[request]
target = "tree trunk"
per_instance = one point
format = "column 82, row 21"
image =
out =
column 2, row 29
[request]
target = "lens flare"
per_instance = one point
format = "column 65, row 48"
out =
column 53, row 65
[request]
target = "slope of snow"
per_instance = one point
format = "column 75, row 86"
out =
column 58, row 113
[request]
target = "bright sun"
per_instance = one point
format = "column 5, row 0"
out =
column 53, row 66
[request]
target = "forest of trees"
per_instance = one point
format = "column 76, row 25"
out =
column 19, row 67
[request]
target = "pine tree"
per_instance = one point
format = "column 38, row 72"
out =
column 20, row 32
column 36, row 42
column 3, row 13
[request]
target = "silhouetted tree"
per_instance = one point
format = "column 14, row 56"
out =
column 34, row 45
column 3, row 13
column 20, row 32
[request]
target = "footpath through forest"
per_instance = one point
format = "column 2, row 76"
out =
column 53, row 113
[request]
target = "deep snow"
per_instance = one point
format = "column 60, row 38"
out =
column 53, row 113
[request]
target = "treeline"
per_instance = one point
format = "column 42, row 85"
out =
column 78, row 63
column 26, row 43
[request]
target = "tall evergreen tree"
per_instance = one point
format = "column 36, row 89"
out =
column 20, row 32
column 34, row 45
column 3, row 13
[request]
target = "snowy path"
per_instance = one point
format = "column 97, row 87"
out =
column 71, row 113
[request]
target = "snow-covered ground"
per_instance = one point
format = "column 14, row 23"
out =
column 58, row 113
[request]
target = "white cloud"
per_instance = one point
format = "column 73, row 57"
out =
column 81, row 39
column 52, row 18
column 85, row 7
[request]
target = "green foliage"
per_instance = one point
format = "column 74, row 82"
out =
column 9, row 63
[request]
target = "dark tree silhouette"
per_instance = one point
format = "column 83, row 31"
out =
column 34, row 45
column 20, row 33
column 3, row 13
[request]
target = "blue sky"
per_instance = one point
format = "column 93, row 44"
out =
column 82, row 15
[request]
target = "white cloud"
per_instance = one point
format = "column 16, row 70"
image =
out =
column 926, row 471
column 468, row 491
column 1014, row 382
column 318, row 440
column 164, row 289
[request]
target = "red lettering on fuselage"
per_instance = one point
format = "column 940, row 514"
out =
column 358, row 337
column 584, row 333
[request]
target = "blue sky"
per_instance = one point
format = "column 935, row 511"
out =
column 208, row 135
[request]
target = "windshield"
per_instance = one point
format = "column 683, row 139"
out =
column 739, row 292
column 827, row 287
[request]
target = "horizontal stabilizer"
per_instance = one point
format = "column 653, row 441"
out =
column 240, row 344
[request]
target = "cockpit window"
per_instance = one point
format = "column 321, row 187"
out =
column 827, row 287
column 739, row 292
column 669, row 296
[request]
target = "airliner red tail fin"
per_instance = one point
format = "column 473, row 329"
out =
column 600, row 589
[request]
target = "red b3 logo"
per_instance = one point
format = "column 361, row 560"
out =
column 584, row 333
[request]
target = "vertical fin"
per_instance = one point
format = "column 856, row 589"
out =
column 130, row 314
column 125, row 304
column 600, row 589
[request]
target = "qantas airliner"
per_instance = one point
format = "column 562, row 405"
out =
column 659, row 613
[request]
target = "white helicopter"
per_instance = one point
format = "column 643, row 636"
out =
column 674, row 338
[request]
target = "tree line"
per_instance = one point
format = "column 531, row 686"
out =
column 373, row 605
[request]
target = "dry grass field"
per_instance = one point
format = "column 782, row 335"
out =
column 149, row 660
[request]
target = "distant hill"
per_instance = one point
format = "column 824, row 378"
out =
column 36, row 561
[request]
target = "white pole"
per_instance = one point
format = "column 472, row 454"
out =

----

### [What is needed]
The whole listing above, line by line, is to be retyped exactly.

### [Written answer]
[request]
target = "tree trunk"
per_instance = one point
format = "column 82, row 21"
image =
out =
column 2, row 29
[request]
target = "lens flare"
per_instance = one point
format = "column 65, row 48"
out =
column 53, row 65
[request]
target = "slope of snow"
per_instance = one point
format = "column 75, row 86"
out =
column 58, row 113
[request]
target = "bright sun"
per_instance = one point
format = "column 5, row 0"
out =
column 53, row 66
[request]
target = "forest of trees"
per_instance = one point
format = "column 76, row 25"
out =
column 19, row 67
[request]
target = "pine tree"
per_instance = one point
format = "column 38, row 72"
out =
column 20, row 32
column 36, row 42
column 3, row 13
[request]
target = "silhouetted tree"
per_instance = one point
format = "column 14, row 56"
out =
column 34, row 45
column 3, row 13
column 20, row 32
[request]
target = "footpath through forest"
per_instance = one point
format = "column 2, row 76"
out =
column 53, row 113
[request]
target = "deep snow"
per_instance = one point
format = "column 60, row 38"
out =
column 53, row 113
[request]
target = "treeline"
per_instance = one point
format = "column 42, row 85"
out =
column 78, row 63
column 26, row 43
[request]
target = "tall evergreen tree"
per_instance = one point
format = "column 36, row 89"
out =
column 20, row 32
column 34, row 45
column 3, row 13
[request]
target = "snowy path"
per_instance = one point
format = "column 97, row 87"
out =
column 71, row 113
[request]
target = "snow-covered ground"
per_instance = one point
format = "column 14, row 23"
out =
column 58, row 113
[request]
target = "white cloud"
per_instance = one point
format = "column 73, row 57"
out =
column 81, row 39
column 52, row 18
column 85, row 7
[request]
target = "green foliage"
per_instance = one point
format = "column 74, row 82"
out =
column 9, row 63
[request]
target = "dark tree silhouette"
per_instance = one point
format = "column 83, row 31"
out =
column 34, row 45
column 20, row 33
column 3, row 13
[request]
target = "blue sky"
per_instance = one point
format = "column 93, row 44"
out =
column 82, row 15
[request]
target = "white cloud"
per_instance = one point
format = "column 16, row 70"
image =
out =
column 926, row 471
column 468, row 491
column 1014, row 382
column 318, row 440
column 164, row 289
[request]
target = "red lettering on fuselage"
per_instance = one point
format = "column 940, row 514"
out =
column 358, row 337
column 584, row 333
[request]
target = "blue sky"
per_instance = one point
format = "column 935, row 511"
out =
column 208, row 135
[request]
target = "windshield"
per_instance = one point
format = "column 683, row 139"
out =
column 739, row 292
column 827, row 287
[request]
target = "horizontal stabilizer"
per_instance = one point
format = "column 653, row 441"
out =
column 240, row 344
[request]
target = "cockpit window"
per_instance = one point
format = "column 321, row 187"
out =
column 827, row 287
column 739, row 292
column 669, row 296
[request]
target = "airliner red tail fin"
per_instance = one point
format = "column 473, row 329"
out =
column 600, row 589
[request]
target = "red b3 logo"
per_instance = one point
format = "column 361, row 560"
out =
column 584, row 333
[request]
target = "vertical fin"
per_instance = one point
format = "column 856, row 589"
out =
column 130, row 314
column 125, row 304
column 600, row 589
[request]
target = "qantas airliner"
per_instance = one point
format = "column 562, row 405"
out =
column 659, row 613
[request]
target = "white helicopter"
per_instance = one point
format = "column 643, row 636"
out =
column 674, row 338
[request]
target = "tree line"
per_instance = one point
format = "column 531, row 686"
out =
column 373, row 605
[request]
target = "dry grass field"
per_instance = one point
format = "column 782, row 335"
out =
column 149, row 660
[request]
target = "distant hill"
per_instance = one point
format = "column 824, row 378"
out =
column 36, row 561
[request]
target = "white pole"
per_instance = one point
format = "column 472, row 454"
out =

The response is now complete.